• _Exercise_
Render every line of the material below as a Markdown table with the columns "Row" and "Line", numbering the rows and skipping blank lines. Omit the pictures.

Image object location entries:
--

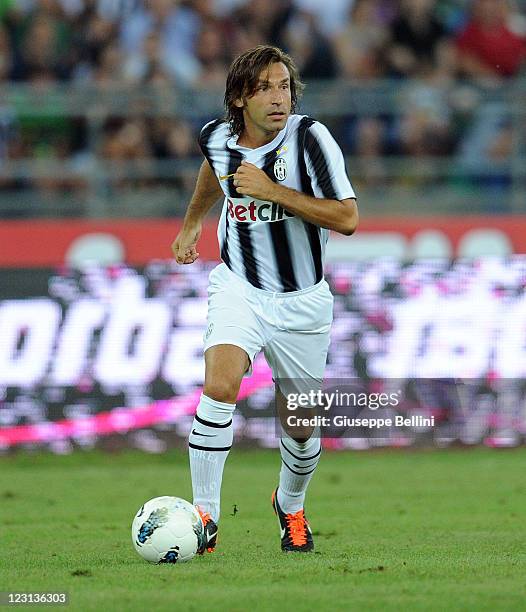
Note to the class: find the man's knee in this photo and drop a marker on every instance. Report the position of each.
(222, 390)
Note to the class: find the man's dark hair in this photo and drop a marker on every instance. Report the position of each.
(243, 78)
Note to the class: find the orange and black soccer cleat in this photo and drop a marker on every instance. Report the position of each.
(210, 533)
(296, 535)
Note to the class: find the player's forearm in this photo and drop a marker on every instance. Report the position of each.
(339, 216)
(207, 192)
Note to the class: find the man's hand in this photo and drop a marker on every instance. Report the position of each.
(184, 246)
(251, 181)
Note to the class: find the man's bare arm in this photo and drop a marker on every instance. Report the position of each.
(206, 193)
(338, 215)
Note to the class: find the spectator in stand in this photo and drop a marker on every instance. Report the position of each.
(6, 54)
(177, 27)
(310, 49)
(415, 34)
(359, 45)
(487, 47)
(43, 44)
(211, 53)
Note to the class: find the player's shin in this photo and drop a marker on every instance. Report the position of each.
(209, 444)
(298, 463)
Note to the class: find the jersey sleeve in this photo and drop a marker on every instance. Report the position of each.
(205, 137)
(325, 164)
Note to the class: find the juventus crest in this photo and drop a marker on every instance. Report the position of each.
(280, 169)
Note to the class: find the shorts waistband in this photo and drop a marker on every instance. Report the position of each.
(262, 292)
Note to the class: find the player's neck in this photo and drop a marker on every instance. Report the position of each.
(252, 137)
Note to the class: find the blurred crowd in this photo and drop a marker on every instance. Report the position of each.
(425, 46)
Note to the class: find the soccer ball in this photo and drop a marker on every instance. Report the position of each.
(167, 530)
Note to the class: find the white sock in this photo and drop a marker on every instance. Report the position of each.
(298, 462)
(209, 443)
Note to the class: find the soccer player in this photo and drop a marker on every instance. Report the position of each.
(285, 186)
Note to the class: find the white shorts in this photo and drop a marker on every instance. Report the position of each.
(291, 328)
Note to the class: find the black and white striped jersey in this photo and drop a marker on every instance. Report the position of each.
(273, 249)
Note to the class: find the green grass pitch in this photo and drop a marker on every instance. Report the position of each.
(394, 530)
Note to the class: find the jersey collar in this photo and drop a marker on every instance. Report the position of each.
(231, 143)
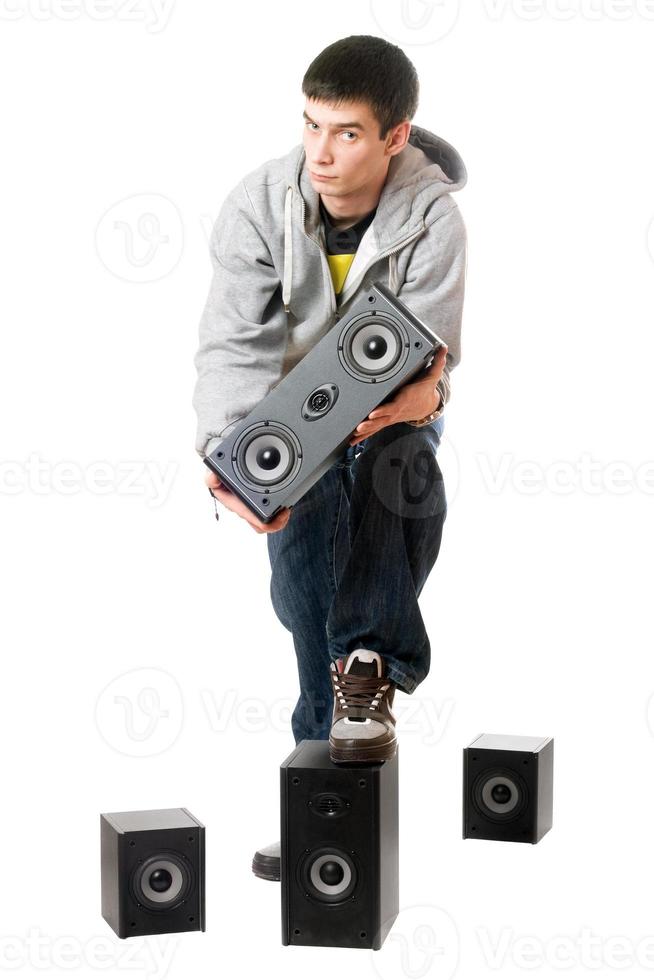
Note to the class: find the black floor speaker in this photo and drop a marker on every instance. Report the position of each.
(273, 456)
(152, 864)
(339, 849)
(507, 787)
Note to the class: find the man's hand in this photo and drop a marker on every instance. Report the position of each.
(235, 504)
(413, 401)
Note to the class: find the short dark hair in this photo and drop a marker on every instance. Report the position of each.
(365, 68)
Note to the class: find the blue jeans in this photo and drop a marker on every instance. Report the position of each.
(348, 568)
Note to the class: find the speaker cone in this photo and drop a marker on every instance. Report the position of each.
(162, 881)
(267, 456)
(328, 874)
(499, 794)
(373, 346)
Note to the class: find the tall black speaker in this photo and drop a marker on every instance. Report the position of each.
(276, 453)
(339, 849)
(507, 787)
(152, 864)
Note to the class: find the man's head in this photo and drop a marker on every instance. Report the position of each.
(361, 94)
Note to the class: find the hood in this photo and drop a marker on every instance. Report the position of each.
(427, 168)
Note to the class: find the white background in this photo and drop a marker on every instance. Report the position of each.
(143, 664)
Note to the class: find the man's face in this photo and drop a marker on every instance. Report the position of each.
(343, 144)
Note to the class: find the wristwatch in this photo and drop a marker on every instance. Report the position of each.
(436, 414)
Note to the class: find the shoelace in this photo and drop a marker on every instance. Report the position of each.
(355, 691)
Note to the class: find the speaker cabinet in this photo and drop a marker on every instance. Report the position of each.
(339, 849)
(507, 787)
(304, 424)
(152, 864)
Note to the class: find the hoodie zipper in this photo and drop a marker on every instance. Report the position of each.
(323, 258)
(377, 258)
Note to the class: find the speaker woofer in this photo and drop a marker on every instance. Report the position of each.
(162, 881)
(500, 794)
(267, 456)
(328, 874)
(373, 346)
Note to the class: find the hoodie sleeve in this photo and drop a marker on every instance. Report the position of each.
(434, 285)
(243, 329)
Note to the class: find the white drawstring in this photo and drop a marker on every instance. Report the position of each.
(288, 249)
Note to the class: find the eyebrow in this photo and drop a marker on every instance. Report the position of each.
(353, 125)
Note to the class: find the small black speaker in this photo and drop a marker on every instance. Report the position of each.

--

• _Answer for the task_
| Row | Line |
|---|---|
| 1 | Note to the class: find the man's knee in this photo and drop a marker on every instance. Report the position of each. |
| 2 | (222, 390) |
| 3 | Note to the class: find the man's dark hair in this photo and drop a marker on every instance. Report the position of each. |
| 4 | (243, 78) |
| 5 | Note to the class: find the orange and black soccer cleat in this photo and drop a marker on every instance. Report the position of each. |
| 6 | (210, 533) |
| 7 | (296, 535) |
| 8 | Note to the class: find the player's forearm in this photo and drop a marker on every instance. Report the position of each. |
| 9 | (339, 216) |
| 10 | (207, 192) |
| 11 | Note to the class: find the man's hand in this photo and drop a marker on every instance. Report the position of each. |
| 12 | (184, 246) |
| 13 | (251, 181) |
| 14 | Note to the class: find the man's bare arm in this photo and drop a marker on every instance. Report the position of each. |
| 15 | (206, 193) |
| 16 | (338, 215) |
| 17 | Note to the class: find the spectator in stand in this photo and drop a marker on every instance. Report the position of each. |
| 18 | (6, 54) |
| 19 | (177, 27) |
| 20 | (310, 49) |
| 21 | (415, 34) |
| 22 | (359, 45) |
| 23 | (487, 47) |
| 24 | (43, 44) |
| 25 | (211, 53) |
| 26 | Note to the class: find the player's shin in this photo and drop a marker on every instance. Report the position of each. |
| 27 | (209, 444) |
| 28 | (298, 463) |
| 29 | Note to the class: find the jersey sleeve in this photo and drop a marker on every instance. Report the position of each. |
| 30 | (205, 137) |
| 31 | (325, 164) |
| 32 | Note to the class: find the juventus crest in this photo and drop a marker on every instance. Report the position of each. |
| 33 | (280, 169) |
| 34 | Note to the class: find the shorts waistband in this photo and drop a marker on every instance. Report the position of each. |
| 35 | (262, 292) |
| 36 | Note to the class: find the player's neck in this photo and drop a marker on every instance. Report the position of each. |
| 37 | (252, 137) |
| 38 | Note to the class: find the blurred crowd in this photo and drop a marker on every instance. Report the position of each. |
| 39 | (425, 46) |
| 40 | Note to the class: find the soccer ball in this photo and drop a marker on every instance. Report the position of each. |
| 41 | (167, 530) |
| 42 | Note to the class: find the white sock in this photo and drop a marker on every instance. Report the position of each. |
| 43 | (298, 462) |
| 44 | (209, 443) |
| 45 | Note to the class: find the soccer player in this photo and drop a marker on every instance. Report the position of each. |
| 46 | (285, 186) |
| 47 | Note to the class: find the white shorts in this photo and drop a marker on every instance. Report the position of each. |
| 48 | (291, 328) |
| 49 | Note to the class: find the black and white striped jersey in this photo and drop a marker on every instance. Report the position of each. |
| 50 | (273, 249) |
| 51 | Note to the class: find the green grass pitch in this photo and drop a marker on every instance. Report the position of each. |
| 52 | (394, 530) |
| 53 | Note to the class: find the jersey collar in this photo and drop a marker on every instance. Report the position of each. |
| 54 | (231, 143) |
| 55 | Note to the class: find the black floor speaker in this photo and drop a marker on every instance. Report the position of each. |
| 56 | (273, 456) |
| 57 | (152, 864) |
| 58 | (339, 849) |
| 59 | (507, 787) |
| 60 | Note to the class: find the man's hand in this photo and drop a marker on every instance. Report the position of each. |
| 61 | (235, 504) |
| 62 | (413, 401) |
| 63 | Note to the class: find the short dark hair in this photo and drop a marker on every instance. Report the position of each. |
| 64 | (365, 68) |
| 65 | Note to the class: find the blue jeans in this photo and drop a marker on every instance. Report the position of each. |
| 66 | (348, 568) |
| 67 | Note to the class: find the speaker cone in this photo and drop a marker on every instance. Report the position of each. |
| 68 | (162, 881) |
| 69 | (267, 456) |
| 70 | (328, 874) |
| 71 | (499, 794) |
| 72 | (373, 346) |
| 73 | Note to the class: find the tall black speaker in this photo and drop a marker on every instance. Report the position of each. |
| 74 | (276, 453) |
| 75 | (339, 849) |
| 76 | (507, 787) |
| 77 | (152, 864) |
| 78 | Note to the class: find the man's head in this photo and drop a marker on every instance. Report the position of each. |
| 79 | (361, 94) |
| 80 | Note to the class: find the hood in this photo and drop a marker on every instance. Report the position of each. |
| 81 | (427, 168) |
| 82 | Note to the class: find the white background in this photo and drop a marker on every instance. Report the position of each. |
| 83 | (143, 664) |
| 84 | Note to the class: find the man's face in this photo and drop a marker on every instance. Report the position of each. |
| 85 | (343, 144) |
| 86 | Note to the class: find the wristwatch in this photo and drop a marker on every instance. Report the position of each. |
| 87 | (436, 414) |
| 88 | Note to the class: find the shoelace in this photo and drop a marker on every instance. Report the position of each. |
| 89 | (355, 691) |
| 90 | Note to the class: find the speaker cabinet in this photo and drop a marker on every instance. Report the position of each. |
| 91 | (339, 849) |
| 92 | (507, 787) |
| 93 | (304, 424) |
| 94 | (152, 864) |
| 95 | Note to the class: find the hoodie zipper in this photo and drop a marker on every instance. Report the position of each. |
| 96 | (323, 258) |
| 97 | (377, 258) |
| 98 | Note to the class: find the speaker woofer in this photo and drop a marker on every instance. Report the position of each. |
| 99 | (162, 881) |
| 100 | (500, 794) |
| 101 | (267, 456) |
| 102 | (328, 874) |
| 103 | (373, 346) |
| 104 | Note to the class: find the hoodie sleeve in this photo and drop a marker on every instance. Report the position of each. |
| 105 | (434, 285) |
| 106 | (243, 329) |
| 107 | Note to the class: find the white drawstring in this photo and drop a marker on every instance. Report the position of each. |
| 108 | (288, 249) |
| 109 | Note to the class: find the eyebrow in this photo and drop a marker on every instance. Report the position of each. |
| 110 | (353, 125) |
| 111 | Note to the class: find the small black speaker in this photo and drop a marker on every instance. Report the position of each. |